§ ABOUT THIS EXERCISE: All records must be restated word for word.

(Saved entries)
BEGIN
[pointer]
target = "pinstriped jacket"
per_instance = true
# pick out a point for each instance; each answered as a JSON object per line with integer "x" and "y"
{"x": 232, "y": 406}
END
§ TASK RESULT:
[pointer]
target = "pinstriped jacket"
per_instance = true
# pick out a point for each instance; each answered as a JSON object per line with integer "x" and "y"
{"x": 232, "y": 406}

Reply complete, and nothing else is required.